━━━━━ Provided data

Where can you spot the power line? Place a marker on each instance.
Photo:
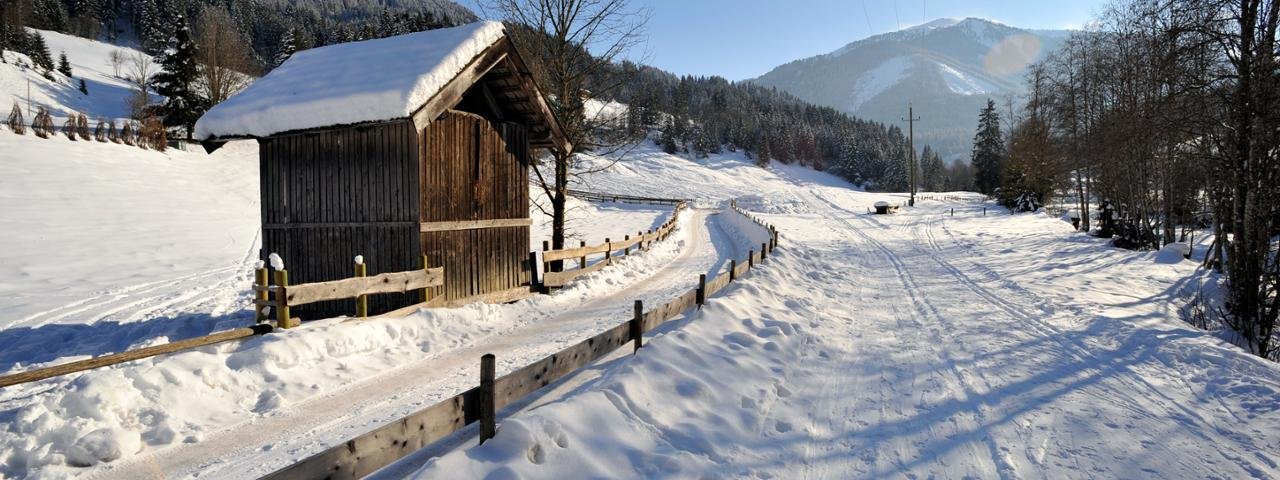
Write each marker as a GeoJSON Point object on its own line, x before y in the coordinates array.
{"type": "Point", "coordinates": [910, 146]}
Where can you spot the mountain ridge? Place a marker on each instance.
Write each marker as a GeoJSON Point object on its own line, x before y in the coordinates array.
{"type": "Point", "coordinates": [945, 68]}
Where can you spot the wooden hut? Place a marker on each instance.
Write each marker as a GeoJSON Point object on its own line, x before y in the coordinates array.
{"type": "Point", "coordinates": [407, 150]}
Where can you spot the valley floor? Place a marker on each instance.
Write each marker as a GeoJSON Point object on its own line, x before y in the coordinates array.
{"type": "Point", "coordinates": [913, 344]}
{"type": "Point", "coordinates": [917, 344]}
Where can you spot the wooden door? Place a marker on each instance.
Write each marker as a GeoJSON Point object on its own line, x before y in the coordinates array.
{"type": "Point", "coordinates": [475, 204]}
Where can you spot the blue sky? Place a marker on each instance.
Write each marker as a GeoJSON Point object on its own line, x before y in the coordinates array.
{"type": "Point", "coordinates": [744, 39]}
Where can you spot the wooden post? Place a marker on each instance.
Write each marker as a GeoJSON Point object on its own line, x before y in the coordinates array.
{"type": "Point", "coordinates": [702, 289]}
{"type": "Point", "coordinates": [426, 291]}
{"type": "Point", "coordinates": [638, 327]}
{"type": "Point", "coordinates": [260, 280]}
{"type": "Point", "coordinates": [361, 300]}
{"type": "Point", "coordinates": [547, 246]}
{"type": "Point", "coordinates": [282, 298]}
{"type": "Point", "coordinates": [488, 412]}
{"type": "Point", "coordinates": [533, 270]}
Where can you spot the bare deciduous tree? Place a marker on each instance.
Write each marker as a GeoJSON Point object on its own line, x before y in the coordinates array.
{"type": "Point", "coordinates": [570, 45]}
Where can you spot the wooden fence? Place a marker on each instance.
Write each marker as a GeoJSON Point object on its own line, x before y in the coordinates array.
{"type": "Point", "coordinates": [641, 241]}
{"type": "Point", "coordinates": [624, 199]}
{"type": "Point", "coordinates": [388, 443]}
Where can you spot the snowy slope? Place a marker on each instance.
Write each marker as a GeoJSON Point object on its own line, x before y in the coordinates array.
{"type": "Point", "coordinates": [90, 60]}
{"type": "Point", "coordinates": [913, 346]}
{"type": "Point", "coordinates": [110, 247]}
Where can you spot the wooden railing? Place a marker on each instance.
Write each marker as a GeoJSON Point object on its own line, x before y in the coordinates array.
{"type": "Point", "coordinates": [625, 199]}
{"type": "Point", "coordinates": [641, 241]}
{"type": "Point", "coordinates": [388, 443]}
{"type": "Point", "coordinates": [282, 295]}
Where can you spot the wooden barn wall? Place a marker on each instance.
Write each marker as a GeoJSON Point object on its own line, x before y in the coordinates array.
{"type": "Point", "coordinates": [336, 193]}
{"type": "Point", "coordinates": [475, 169]}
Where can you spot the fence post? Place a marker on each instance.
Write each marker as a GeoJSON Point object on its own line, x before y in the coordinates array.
{"type": "Point", "coordinates": [488, 411]}
{"type": "Point", "coordinates": [533, 270]}
{"type": "Point", "coordinates": [426, 291]}
{"type": "Point", "coordinates": [702, 289]}
{"type": "Point", "coordinates": [361, 300]}
{"type": "Point", "coordinates": [260, 280]}
{"type": "Point", "coordinates": [638, 327]}
{"type": "Point", "coordinates": [282, 297]}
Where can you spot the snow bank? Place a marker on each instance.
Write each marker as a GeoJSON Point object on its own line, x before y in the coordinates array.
{"type": "Point", "coordinates": [373, 80]}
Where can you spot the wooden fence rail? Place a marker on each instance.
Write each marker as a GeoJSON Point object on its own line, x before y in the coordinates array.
{"type": "Point", "coordinates": [388, 443]}
{"type": "Point", "coordinates": [625, 199]}
{"type": "Point", "coordinates": [554, 279]}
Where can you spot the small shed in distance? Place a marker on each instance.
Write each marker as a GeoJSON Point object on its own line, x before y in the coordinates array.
{"type": "Point", "coordinates": [406, 150]}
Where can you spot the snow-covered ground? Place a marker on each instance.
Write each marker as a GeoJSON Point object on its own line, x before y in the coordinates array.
{"type": "Point", "coordinates": [108, 94]}
{"type": "Point", "coordinates": [914, 344]}
{"type": "Point", "coordinates": [917, 344]}
{"type": "Point", "coordinates": [110, 247]}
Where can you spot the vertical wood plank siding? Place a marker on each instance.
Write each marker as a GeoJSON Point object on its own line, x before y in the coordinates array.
{"type": "Point", "coordinates": [334, 193]}
{"type": "Point", "coordinates": [475, 169]}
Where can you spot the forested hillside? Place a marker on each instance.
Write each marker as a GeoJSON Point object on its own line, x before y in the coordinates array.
{"type": "Point", "coordinates": [268, 28]}
{"type": "Point", "coordinates": [702, 115]}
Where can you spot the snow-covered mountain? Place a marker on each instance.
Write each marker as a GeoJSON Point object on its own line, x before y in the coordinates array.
{"type": "Point", "coordinates": [108, 90]}
{"type": "Point", "coordinates": [947, 68]}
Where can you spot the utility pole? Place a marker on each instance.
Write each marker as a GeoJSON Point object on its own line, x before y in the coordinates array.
{"type": "Point", "coordinates": [910, 146]}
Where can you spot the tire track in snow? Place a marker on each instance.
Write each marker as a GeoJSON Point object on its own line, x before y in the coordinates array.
{"type": "Point", "coordinates": [927, 310]}
{"type": "Point", "coordinates": [1153, 411]}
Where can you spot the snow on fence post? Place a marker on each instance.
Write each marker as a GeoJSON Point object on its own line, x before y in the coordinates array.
{"type": "Point", "coordinates": [533, 270]}
{"type": "Point", "coordinates": [426, 291]}
{"type": "Point", "coordinates": [282, 295]}
{"type": "Point", "coordinates": [488, 414]}
{"type": "Point", "coordinates": [260, 292]}
{"type": "Point", "coordinates": [361, 300]}
{"type": "Point", "coordinates": [700, 297]}
{"type": "Point", "coordinates": [638, 327]}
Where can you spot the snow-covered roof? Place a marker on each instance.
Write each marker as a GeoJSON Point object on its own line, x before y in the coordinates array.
{"type": "Point", "coordinates": [347, 83]}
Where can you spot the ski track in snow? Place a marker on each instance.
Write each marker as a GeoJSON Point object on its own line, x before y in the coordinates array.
{"type": "Point", "coordinates": [924, 356]}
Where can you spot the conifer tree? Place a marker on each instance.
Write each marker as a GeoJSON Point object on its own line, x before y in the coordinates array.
{"type": "Point", "coordinates": [288, 46]}
{"type": "Point", "coordinates": [988, 151]}
{"type": "Point", "coordinates": [63, 65]}
{"type": "Point", "coordinates": [182, 105]}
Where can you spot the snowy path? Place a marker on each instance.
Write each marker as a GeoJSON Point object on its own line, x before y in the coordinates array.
{"type": "Point", "coordinates": [1001, 385]}
{"type": "Point", "coordinates": [264, 444]}
{"type": "Point", "coordinates": [912, 346]}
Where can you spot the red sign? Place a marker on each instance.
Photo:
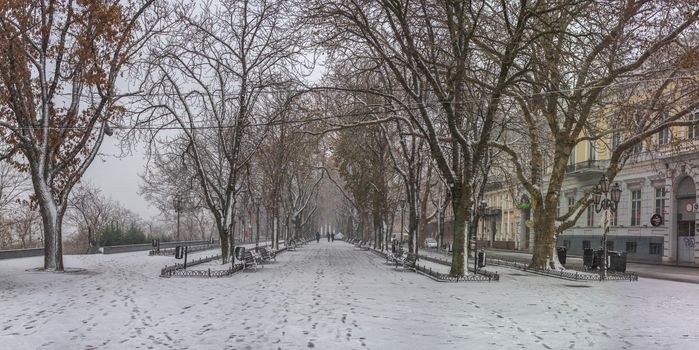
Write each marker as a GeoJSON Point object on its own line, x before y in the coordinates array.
{"type": "Point", "coordinates": [656, 220]}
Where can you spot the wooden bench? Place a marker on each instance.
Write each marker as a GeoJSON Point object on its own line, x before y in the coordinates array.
{"type": "Point", "coordinates": [406, 261]}
{"type": "Point", "coordinates": [266, 254]}
{"type": "Point", "coordinates": [391, 256]}
{"type": "Point", "coordinates": [249, 261]}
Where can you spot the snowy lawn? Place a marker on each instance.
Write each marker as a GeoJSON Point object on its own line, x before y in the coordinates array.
{"type": "Point", "coordinates": [331, 296]}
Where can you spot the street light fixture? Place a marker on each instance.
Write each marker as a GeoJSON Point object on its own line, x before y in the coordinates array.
{"type": "Point", "coordinates": [481, 211]}
{"type": "Point", "coordinates": [609, 204]}
{"type": "Point", "coordinates": [177, 204]}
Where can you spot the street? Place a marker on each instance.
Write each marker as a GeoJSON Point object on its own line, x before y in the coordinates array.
{"type": "Point", "coordinates": [331, 296]}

━━━━━━━━━━

▶ [Instruction]: Return, word for word, every line from the line with "Where can you spot the wooden bench?" to the final line of the data.

▶ [Task response]:
Where can you spot the wooden bench? Place a marker on each instance.
Write each marker as a GeoJSON Point object on its own line, x before y in the coordinates array.
{"type": "Point", "coordinates": [406, 261]}
{"type": "Point", "coordinates": [266, 254]}
{"type": "Point", "coordinates": [391, 256]}
{"type": "Point", "coordinates": [249, 261]}
Where can you spot the snowy lawn? Place a marker on each instance.
Write each marker as a GeoJSON Point object on its own line, x before y in the coordinates array.
{"type": "Point", "coordinates": [331, 296]}
Where can you spot the street light fixture? Place a marker on each instance.
Write each marker as a GeoJSON Point object on its own line, x before y in the coordinates array.
{"type": "Point", "coordinates": [481, 211]}
{"type": "Point", "coordinates": [609, 204]}
{"type": "Point", "coordinates": [177, 204]}
Where can you spot the street? Place a marker on each instance.
Write each marker as a GeoJSON Point object on its own line, x before y in the coordinates array.
{"type": "Point", "coordinates": [331, 296]}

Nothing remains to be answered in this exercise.